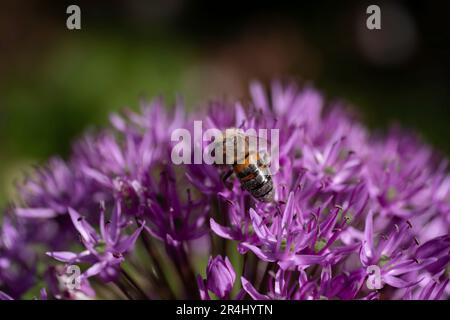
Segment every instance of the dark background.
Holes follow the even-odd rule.
[[[242,98],[252,79],[311,82],[369,127],[400,123],[450,154],[444,1],[216,2],[2,1],[0,204],[112,110],[158,94],[190,108]],[[69,4],[81,30],[66,28]],[[366,29],[370,4],[382,30]]]

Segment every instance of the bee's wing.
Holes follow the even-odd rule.
[[[249,150],[258,153],[258,157],[254,160],[258,159],[261,165],[269,166],[271,162],[270,141],[267,138],[251,133],[242,134],[242,137],[245,137]]]
[[[227,130],[228,131],[227,133]],[[271,144],[267,138],[261,137],[256,133],[248,133],[243,131],[242,129],[230,128],[224,131],[224,136],[221,138],[220,143],[224,143],[226,147],[229,145],[230,147],[236,146],[236,141],[234,138],[240,139],[245,142],[249,151],[258,152],[259,158],[264,164],[270,163],[270,147]],[[232,139],[233,138],[233,139]]]
[[[267,150],[260,150],[259,151],[259,160],[263,165],[270,165],[271,157],[270,153]]]
[[[250,147],[254,147],[254,150],[256,150],[260,153],[265,152],[265,153],[269,154],[268,150],[270,150],[271,143],[267,138],[260,137],[258,135],[254,135],[254,134],[245,134],[244,136],[246,137],[246,139],[249,143],[253,142],[253,143],[257,144],[256,146],[250,146]]]

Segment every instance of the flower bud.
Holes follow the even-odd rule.
[[[206,269],[206,286],[220,299],[225,298],[233,289],[236,273],[228,257],[209,258]]]

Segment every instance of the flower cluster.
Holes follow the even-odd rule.
[[[27,176],[0,230],[0,299],[449,297],[446,160],[310,87],[250,95],[189,116],[155,99]],[[273,201],[171,162],[172,131],[198,119],[279,129]]]

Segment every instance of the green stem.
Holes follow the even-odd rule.
[[[122,292],[128,300],[134,300],[131,294],[128,292],[128,289],[121,283],[120,281],[114,282],[114,284],[119,288],[120,292]]]
[[[161,291],[165,291],[165,294],[169,299],[175,299],[175,294],[172,291],[172,288],[169,285],[169,282],[166,278],[166,275],[163,271],[163,268],[161,267],[161,264],[159,261],[161,261],[161,256],[157,252],[157,250],[152,246],[150,239],[148,238],[147,234],[143,234],[142,237],[142,243],[144,244],[145,250],[147,251],[150,261],[152,263],[152,266],[154,267],[156,278],[153,275],[153,272],[151,272],[151,277],[156,280],[156,284],[160,286]]]
[[[144,292],[144,290],[134,281],[134,279],[126,272],[124,269],[121,269],[122,275],[125,277],[125,279],[131,284],[131,286],[134,287],[134,289],[139,293],[142,299],[150,300],[150,298],[147,296],[147,294]]]

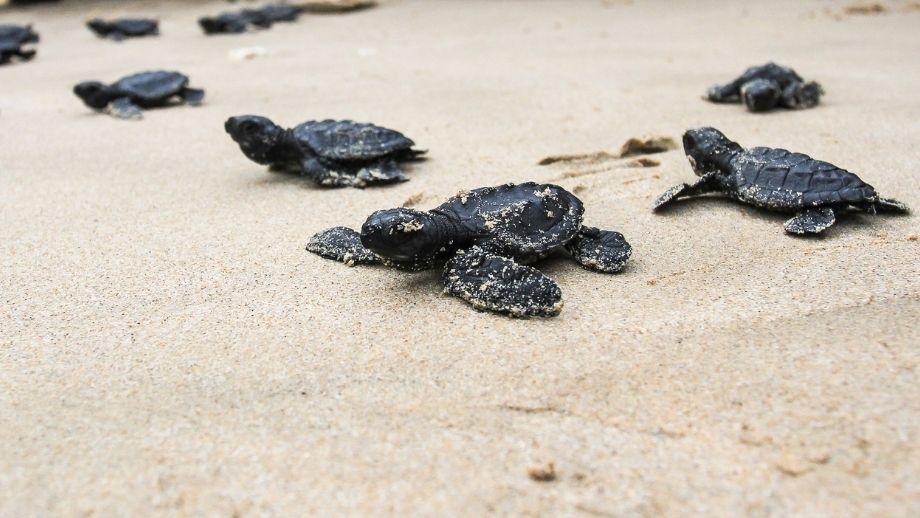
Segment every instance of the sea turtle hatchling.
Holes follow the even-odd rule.
[[[94,18],[86,22],[86,26],[100,38],[114,41],[160,34],[160,23],[149,18],[119,18],[111,21]]]
[[[198,25],[205,34],[239,34],[251,27],[268,29],[278,22],[293,22],[302,12],[303,8],[296,5],[270,4],[258,9],[203,16],[198,19]]]
[[[31,25],[0,25],[0,65],[13,58],[21,61],[34,58],[35,49],[24,48],[30,43],[38,43],[38,34]]]
[[[811,108],[823,93],[821,85],[806,83],[795,70],[767,63],[747,69],[728,84],[713,86],[705,98],[716,103],[743,102],[748,110],[762,112],[776,107]]]
[[[425,153],[398,131],[350,120],[284,129],[265,117],[241,115],[230,117],[224,129],[253,162],[330,187],[405,181],[399,162]]]
[[[567,251],[589,270],[619,272],[632,249],[619,232],[582,225],[584,206],[558,185],[506,184],[466,191],[428,212],[377,211],[361,233],[334,227],[307,250],[349,265],[405,270],[444,264],[445,292],[477,309],[516,317],[554,316],[562,291],[522,263]]]
[[[818,234],[851,208],[870,214],[908,212],[906,205],[880,197],[855,174],[802,153],[744,149],[715,128],[689,130],[683,140],[700,179],[668,189],[655,200],[656,211],[678,198],[721,192],[756,207],[795,212],[784,225],[791,234]]]
[[[123,77],[111,85],[84,81],[73,91],[90,108],[121,119],[140,119],[142,108],[169,106],[176,99],[201,104],[204,90],[189,88],[188,83],[188,77],[179,72],[160,70]]]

-----

Leave out the pictures and transcribe the entries above exactly.

Segment every instance of the dark background.
Holes follow the even-odd rule.
[[[242,98],[252,79],[311,82],[369,127],[400,123],[450,154],[444,1],[216,2],[2,1],[0,204],[112,110],[158,94],[190,108]],[[69,4],[81,30],[66,28]],[[366,29],[370,4],[382,30]]]

Segment every instance of the bee's wing.
Holes follow the even-odd rule.
[[[249,150],[258,153],[258,157],[254,160],[258,159],[261,165],[269,166],[271,162],[270,141],[267,138],[251,133],[242,134],[242,137],[245,137]]]
[[[227,130],[228,131],[227,133]],[[271,144],[267,138],[261,137],[256,133],[248,133],[243,131],[242,129],[230,128],[224,131],[224,136],[221,138],[220,143],[224,143],[226,147],[229,145],[230,147],[236,146],[236,141],[234,138],[240,139],[245,142],[249,151],[258,152],[259,158],[264,164],[270,163],[270,147]],[[232,139],[233,138],[233,139]]]
[[[267,150],[260,150],[259,151],[259,160],[263,165],[270,165],[271,157],[270,153]]]
[[[250,147],[254,147],[254,150],[256,150],[260,153],[265,152],[265,153],[269,154],[268,150],[270,150],[271,143],[267,138],[260,137],[258,135],[254,135],[254,134],[245,134],[244,136],[246,137],[246,139],[249,143],[253,142],[253,143],[257,144],[256,146],[250,146]]]

Segment every instance of the flower bud.
Holes follow the even-odd rule.
[[[206,269],[206,286],[220,299],[225,298],[233,289],[236,273],[228,257],[209,258]]]

Segment every instance of the flower cluster.
Holes follow the even-odd rule.
[[[27,176],[0,230],[0,299],[449,297],[446,160],[310,87],[250,95],[189,116],[155,99]],[[273,201],[171,162],[172,131],[198,119],[279,129]]]

Segment every instance of the green stem.
Holes follow the even-odd rule.
[[[122,292],[128,300],[134,300],[131,294],[128,292],[128,289],[121,283],[120,281],[114,282],[114,284],[119,288],[120,292]]]
[[[161,291],[165,291],[165,294],[169,299],[175,299],[175,294],[172,291],[172,288],[169,285],[169,282],[166,278],[166,275],[163,271],[163,268],[161,267],[161,264],[159,261],[161,261],[161,256],[157,252],[157,250],[152,246],[150,239],[148,238],[147,234],[143,234],[142,237],[142,243],[144,244],[145,250],[147,251],[150,261],[152,263],[152,266],[154,267],[156,278],[153,275],[153,272],[151,272],[151,277],[156,280],[156,284],[160,286]]]
[[[144,292],[144,290],[134,281],[134,279],[126,272],[124,269],[121,269],[122,275],[125,277],[125,279],[131,284],[131,286],[134,287],[134,289],[139,293],[142,299],[150,300],[150,298],[147,296],[147,294]]]

Segment every instance of the sea turtle hatchling.
Holes follow the even-odd rule.
[[[94,18],[86,22],[86,26],[100,38],[114,41],[160,34],[160,23],[149,18],[119,18],[111,21]]]
[[[198,25],[205,34],[239,34],[251,27],[268,29],[278,22],[293,22],[302,12],[303,8],[296,5],[270,4],[258,9],[203,16],[198,19]]]
[[[31,25],[0,25],[0,65],[13,58],[21,61],[34,58],[35,49],[24,48],[30,43],[38,43],[38,34]]]
[[[811,108],[823,93],[821,85],[806,83],[795,70],[767,63],[747,69],[728,84],[713,86],[705,98],[716,103],[743,102],[748,110],[762,112],[776,107]]]
[[[425,153],[398,131],[350,120],[284,129],[265,117],[241,115],[230,117],[224,129],[253,162],[330,187],[405,181],[399,162]]]
[[[567,251],[589,270],[619,272],[632,249],[619,232],[582,225],[584,206],[558,185],[506,184],[466,191],[428,212],[377,211],[361,233],[334,227],[307,250],[349,265],[405,270],[444,264],[445,292],[477,309],[516,317],[554,316],[562,291],[522,263]]]
[[[818,234],[851,208],[870,214],[908,212],[906,205],[880,197],[855,174],[802,153],[744,149],[715,128],[689,130],[683,140],[700,179],[668,189],[655,200],[656,211],[678,198],[721,192],[756,207],[795,212],[784,225],[791,234]]]
[[[123,77],[111,85],[84,81],[73,91],[90,108],[121,119],[140,119],[142,108],[169,106],[176,99],[201,104],[204,90],[189,88],[188,83],[188,77],[179,72],[160,70]]]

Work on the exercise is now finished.